PROBLEM DESCRIPTION:
Restate the whole of the data below word for word, skipping the images.

(Saved data entries)
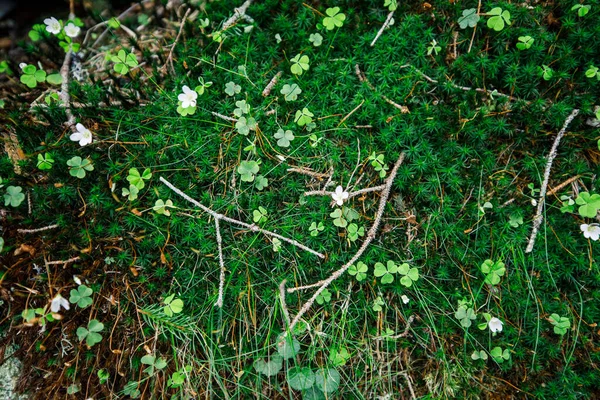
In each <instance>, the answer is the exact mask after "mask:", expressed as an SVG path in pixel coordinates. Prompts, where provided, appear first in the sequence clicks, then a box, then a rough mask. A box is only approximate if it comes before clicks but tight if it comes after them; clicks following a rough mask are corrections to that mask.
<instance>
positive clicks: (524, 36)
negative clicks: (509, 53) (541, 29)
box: [517, 36, 534, 50]
mask: <svg viewBox="0 0 600 400" xmlns="http://www.w3.org/2000/svg"><path fill="white" fill-rule="evenodd" d="M533 41H534V39H533V38H532V37H531V36H519V43H517V49H519V50H527V49H529V48H530V47H531V46H532V45H533Z"/></svg>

WRITTEN SOLUTION:
In each <instance>, the answer is the exact mask after "mask:", expressed as an SVG path in pixel coordinates. Prompts, where provided, appear first in the sequence clicks, then a box, then a rough mask. A box is only approximate if it comes before clicks but tight if it comes after them; clicks following a rough mask are corrections to that mask.
<instance>
positive clicks: (524, 36)
negative clicks: (509, 53) (541, 29)
box: [517, 36, 534, 50]
mask: <svg viewBox="0 0 600 400" xmlns="http://www.w3.org/2000/svg"><path fill="white" fill-rule="evenodd" d="M533 41H534V39H533V38H532V37H531V36H519V43H517V49H519V50H527V49H529V48H530V47H531V46H532V45H533Z"/></svg>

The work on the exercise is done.